• **Selected passage**:
----------

5070ti + RX 9070 (non XT), over 100 tps on Qwen 3.6 35B Q4
Posted by DavidBolkonsky@reddit | LocalLLaMA | View on Reddit | 9 comments
Hi guys, just want to share with you guys a Frankenstein build I put together that is surprisingly decent
I have a i5 12400 / B660 / 32GB DDR4 build that was previously paired with a 3060ti. Last Christmas I upgraded it to a RX9070, then I found a great deal for a 5070ti that I couldn't pass up, thinking I would sell the 9070
I ran Qwen 3.5 9B as well as various Stable diffusion models on the 5070ti no problem, as expected. However, I've been dreaming of running bigger models and wanted to see if I can make pooled VRAM from these two cards work.
After a lot of tinkering, I am now running Qwen3.6-35B-A3B-UD-Q4_K_M in llama.cpp on vulkan at over 100 tps with 64K context window.
Alternative uses I've found for this set up is running two turboquant llama.cpp fork side by side. alternatively, in SillyTavern, I set the 9070 on text generation (about 50 tps) and 5070ti on image generation, since CUDA is better for stable diffusion.

----------

[Location labeling records]
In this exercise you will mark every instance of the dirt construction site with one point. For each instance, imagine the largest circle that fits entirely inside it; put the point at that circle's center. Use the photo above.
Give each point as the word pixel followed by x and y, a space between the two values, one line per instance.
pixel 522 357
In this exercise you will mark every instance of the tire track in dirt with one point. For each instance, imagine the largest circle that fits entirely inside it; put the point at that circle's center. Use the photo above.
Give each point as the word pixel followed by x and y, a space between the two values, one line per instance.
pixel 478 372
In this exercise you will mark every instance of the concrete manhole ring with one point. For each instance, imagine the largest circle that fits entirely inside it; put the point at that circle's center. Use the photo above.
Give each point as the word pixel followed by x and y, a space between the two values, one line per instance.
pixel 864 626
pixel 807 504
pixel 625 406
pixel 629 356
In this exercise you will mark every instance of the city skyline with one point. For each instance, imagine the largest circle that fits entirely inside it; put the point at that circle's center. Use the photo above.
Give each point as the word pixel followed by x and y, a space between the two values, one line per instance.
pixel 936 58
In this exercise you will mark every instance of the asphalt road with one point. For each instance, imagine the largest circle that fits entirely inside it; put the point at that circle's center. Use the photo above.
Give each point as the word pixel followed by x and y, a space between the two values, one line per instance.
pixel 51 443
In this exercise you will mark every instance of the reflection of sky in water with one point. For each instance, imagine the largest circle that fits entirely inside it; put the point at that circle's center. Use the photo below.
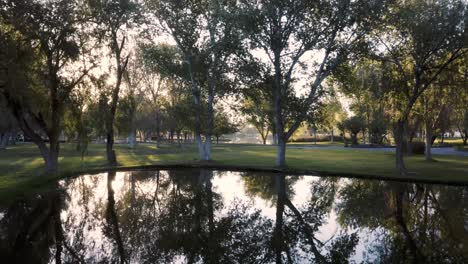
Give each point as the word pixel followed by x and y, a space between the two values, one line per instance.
pixel 228 184
pixel 168 213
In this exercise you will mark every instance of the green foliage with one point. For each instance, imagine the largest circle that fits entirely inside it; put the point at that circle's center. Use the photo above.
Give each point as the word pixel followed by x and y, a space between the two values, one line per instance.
pixel 354 125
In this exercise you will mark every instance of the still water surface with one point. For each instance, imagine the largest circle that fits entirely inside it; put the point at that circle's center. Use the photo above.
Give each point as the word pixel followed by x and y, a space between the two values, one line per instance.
pixel 204 216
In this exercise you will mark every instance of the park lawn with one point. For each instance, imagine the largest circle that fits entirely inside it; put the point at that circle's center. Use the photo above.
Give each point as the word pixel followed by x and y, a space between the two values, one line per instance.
pixel 21 166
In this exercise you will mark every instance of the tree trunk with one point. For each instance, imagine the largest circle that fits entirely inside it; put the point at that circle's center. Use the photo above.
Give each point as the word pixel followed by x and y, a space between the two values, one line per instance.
pixel 278 239
pixel 3 140
pixel 111 158
pixel 281 152
pixel 399 139
pixel 428 141
pixel 111 217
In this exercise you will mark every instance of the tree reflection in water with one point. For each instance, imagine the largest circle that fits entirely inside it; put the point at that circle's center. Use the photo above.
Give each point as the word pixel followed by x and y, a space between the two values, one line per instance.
pixel 201 216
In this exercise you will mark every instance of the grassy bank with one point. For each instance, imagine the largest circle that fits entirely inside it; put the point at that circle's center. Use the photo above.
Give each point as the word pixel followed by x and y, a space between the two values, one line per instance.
pixel 21 165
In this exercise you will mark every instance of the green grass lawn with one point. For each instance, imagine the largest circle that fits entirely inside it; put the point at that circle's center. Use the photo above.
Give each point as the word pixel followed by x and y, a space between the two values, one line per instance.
pixel 21 166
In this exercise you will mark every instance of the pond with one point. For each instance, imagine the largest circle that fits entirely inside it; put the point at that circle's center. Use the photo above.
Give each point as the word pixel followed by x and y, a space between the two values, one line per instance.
pixel 204 216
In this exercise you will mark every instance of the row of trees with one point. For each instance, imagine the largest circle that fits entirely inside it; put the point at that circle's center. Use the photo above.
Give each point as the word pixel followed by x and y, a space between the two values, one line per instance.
pixel 276 54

----------

• **The tasks**:
(a) Decide whether each statement agrees with the forum post about the two-GPU build, and quote the words of the post that settle it: (i) The 5070ti was bought before the RX9070. (ii) The 35B model runs with a 64K context window. (iii) In SillyTavern, the 5070ti handles text generation.
(b) Name every graphics card mentioned in the forum post about the two-GPU build.

• **Answers given**:
(a)
(i) No: "Last Christmas I upgraded it to a RX9070, then I found a great deal for a 5070ti"
(ii) Yes: "at over 100 tps with 64K context window"
(iii) No: "I set the 9070 on text generation (about 50 tps) and 5070ti on image generation"

(b) 5070ti, RX 9070, 3060ti